**EXERCISE:**
Please write out the material that follows, exactly as it stands.

**TASK INPUT:**
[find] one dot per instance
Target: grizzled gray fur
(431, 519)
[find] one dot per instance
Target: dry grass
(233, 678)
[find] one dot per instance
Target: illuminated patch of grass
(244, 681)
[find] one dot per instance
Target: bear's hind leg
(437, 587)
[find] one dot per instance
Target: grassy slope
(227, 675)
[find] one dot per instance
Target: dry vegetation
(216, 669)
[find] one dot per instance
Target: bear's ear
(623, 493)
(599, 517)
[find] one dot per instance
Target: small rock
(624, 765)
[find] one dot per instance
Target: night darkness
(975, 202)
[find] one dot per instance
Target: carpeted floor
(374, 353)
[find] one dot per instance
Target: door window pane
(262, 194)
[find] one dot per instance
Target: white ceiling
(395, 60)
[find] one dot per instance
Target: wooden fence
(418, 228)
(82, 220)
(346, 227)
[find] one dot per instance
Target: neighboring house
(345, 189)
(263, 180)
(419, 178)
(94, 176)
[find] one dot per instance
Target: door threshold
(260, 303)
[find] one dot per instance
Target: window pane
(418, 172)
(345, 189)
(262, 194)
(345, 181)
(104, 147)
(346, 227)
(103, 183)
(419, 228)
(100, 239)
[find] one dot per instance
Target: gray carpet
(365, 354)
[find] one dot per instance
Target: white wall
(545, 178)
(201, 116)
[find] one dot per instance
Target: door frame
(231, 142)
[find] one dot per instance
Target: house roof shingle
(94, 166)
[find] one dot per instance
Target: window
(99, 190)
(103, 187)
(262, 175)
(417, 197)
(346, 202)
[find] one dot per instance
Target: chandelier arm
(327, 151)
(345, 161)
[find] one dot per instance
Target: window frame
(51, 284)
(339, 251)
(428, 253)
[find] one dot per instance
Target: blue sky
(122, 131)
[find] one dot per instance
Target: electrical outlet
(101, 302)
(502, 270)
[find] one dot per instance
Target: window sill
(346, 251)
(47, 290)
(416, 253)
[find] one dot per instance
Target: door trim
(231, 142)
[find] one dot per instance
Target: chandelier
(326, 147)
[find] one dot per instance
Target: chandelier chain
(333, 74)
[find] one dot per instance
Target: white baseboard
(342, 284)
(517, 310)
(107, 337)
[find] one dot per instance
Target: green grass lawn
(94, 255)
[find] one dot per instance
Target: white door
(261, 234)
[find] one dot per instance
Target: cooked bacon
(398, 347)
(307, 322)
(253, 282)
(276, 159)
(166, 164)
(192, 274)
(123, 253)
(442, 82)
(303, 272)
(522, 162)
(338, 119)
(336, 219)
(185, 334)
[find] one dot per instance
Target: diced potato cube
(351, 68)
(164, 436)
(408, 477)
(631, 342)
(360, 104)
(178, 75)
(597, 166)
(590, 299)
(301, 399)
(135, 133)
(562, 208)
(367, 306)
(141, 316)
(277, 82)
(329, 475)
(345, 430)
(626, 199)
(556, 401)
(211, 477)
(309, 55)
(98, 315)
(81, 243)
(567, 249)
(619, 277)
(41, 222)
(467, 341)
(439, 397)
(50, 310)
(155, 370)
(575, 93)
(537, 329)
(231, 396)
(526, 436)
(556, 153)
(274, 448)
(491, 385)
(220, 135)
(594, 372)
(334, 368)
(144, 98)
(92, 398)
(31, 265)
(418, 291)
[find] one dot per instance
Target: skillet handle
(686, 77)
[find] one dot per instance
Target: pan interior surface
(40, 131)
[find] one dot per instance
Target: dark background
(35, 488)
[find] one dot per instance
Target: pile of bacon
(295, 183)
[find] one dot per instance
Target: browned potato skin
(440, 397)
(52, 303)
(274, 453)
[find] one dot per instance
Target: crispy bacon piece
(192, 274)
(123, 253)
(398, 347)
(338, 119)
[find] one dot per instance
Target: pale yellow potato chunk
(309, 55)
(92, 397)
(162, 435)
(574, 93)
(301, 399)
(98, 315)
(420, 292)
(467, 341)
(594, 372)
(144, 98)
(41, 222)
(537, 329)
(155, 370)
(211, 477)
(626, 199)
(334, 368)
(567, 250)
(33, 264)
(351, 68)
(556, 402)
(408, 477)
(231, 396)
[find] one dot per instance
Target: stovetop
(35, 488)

**ANSWER TO THE PROBLEM:**
[find] one dot per instance
Target: grizzled gray fur
(431, 519)
[find] one dot per instance
Target: dry grass
(233, 678)
[find] one dot per instance
Target: illuminated patch of grass
(244, 681)
[find] one dot per instance
Target: bear's hind leg
(437, 587)
[find] one dot per instance
Target: grassy slope
(227, 675)
[find] one dot per instance
Target: dry vegetation
(216, 669)
[find] one dot per instance
Target: bear's ear
(623, 493)
(599, 517)
[find] one dot per instance
Target: small rock
(624, 765)
[find] one dot per instance
Target: night darkness
(975, 202)
[find] one dot per instance
Target: carpeted floor
(374, 353)
[find] one dot per instance
Target: door window pane
(262, 194)
[find] one dot per instance
Target: white ceiling
(395, 60)
[find] one dot per instance
Target: wooden fence
(418, 228)
(82, 220)
(346, 227)
[find] one dot per instance
Target: neighboring house
(345, 189)
(263, 180)
(419, 178)
(94, 176)
[find] one dot per instance
Target: door threshold
(260, 303)
[find] one dot per instance
Target: window pane
(418, 172)
(345, 189)
(262, 194)
(345, 181)
(104, 147)
(346, 227)
(103, 183)
(419, 228)
(100, 239)
[find] one dot per instance
Target: gray carpet
(365, 354)
[find] one dot per instance
Target: white wall
(545, 178)
(201, 116)
[find] one dot per instance
Target: door frame
(231, 142)
[find] one dot per instance
Target: house roof shingle
(94, 166)
[find] one dot per instance
Target: window
(99, 190)
(103, 187)
(262, 175)
(417, 197)
(346, 202)
[find] one dot per instance
Target: chandelier arm
(327, 151)
(345, 161)
[find] one dot per instance
Target: window frame
(51, 284)
(339, 251)
(428, 253)
[find] one dot per instance
Target: blue sky
(122, 131)
[find] one dot per instance
Target: electrical outlet
(101, 302)
(502, 270)
[find] one dot per instance
Target: window sill
(346, 251)
(47, 290)
(416, 253)
[find] one dot per instance
Target: door trim
(231, 142)
[find] one dot per instance
Target: chandelier
(326, 147)
[find] one dot per instance
Target: chandelier chain
(333, 74)
[find] one dot per instance
Target: white baseboard
(342, 284)
(517, 310)
(107, 337)
[find] one dot per instance
Target: green grass lawn
(94, 255)
[find] one dot per instance
Target: white door
(261, 234)
[find] one dot per instance
Target: cooked bacon
(398, 347)
(307, 322)
(253, 282)
(276, 159)
(166, 164)
(192, 274)
(123, 253)
(442, 82)
(303, 272)
(522, 162)
(338, 119)
(336, 219)
(185, 334)
[find] one dot per instance
Target: diced potato cube
(351, 68)
(164, 436)
(408, 477)
(631, 342)
(360, 104)
(178, 75)
(597, 166)
(590, 299)
(301, 399)
(135, 133)
(562, 208)
(367, 306)
(141, 316)
(277, 82)
(329, 475)
(345, 430)
(626, 199)
(556, 401)
(211, 477)
(309, 55)
(98, 315)
(81, 243)
(567, 249)
(619, 277)
(41, 222)
(467, 341)
(439, 397)
(50, 310)
(155, 370)
(575, 93)
(537, 329)
(231, 396)
(526, 436)
(556, 153)
(274, 448)
(491, 385)
(220, 135)
(594, 372)
(334, 368)
(144, 98)
(92, 398)
(31, 265)
(418, 291)
[find] one dot per instance
Target: skillet handle
(686, 77)
[find] one dot per instance
Target: pan interior surface
(40, 131)
[find] one dot per instance
Target: dark background
(35, 488)
[find] one dot per instance
Target: pile of bacon
(295, 183)
[find] one dot per instance
Target: browned potato skin
(440, 397)
(52, 303)
(274, 453)
[find] one dot per instance
Target: crispy bacon piece
(192, 274)
(123, 253)
(398, 347)
(338, 119)
[find] one dot per instance
Target: pale yellow potato chunk
(309, 55)
(92, 397)
(162, 435)
(574, 93)
(301, 399)
(98, 315)
(420, 292)
(467, 341)
(594, 372)
(144, 98)
(41, 222)
(537, 329)
(155, 370)
(211, 477)
(626, 199)
(334, 368)
(567, 250)
(33, 264)
(351, 68)
(556, 402)
(408, 477)
(231, 396)
[find] one dot per instance
Target: stovetop
(35, 488)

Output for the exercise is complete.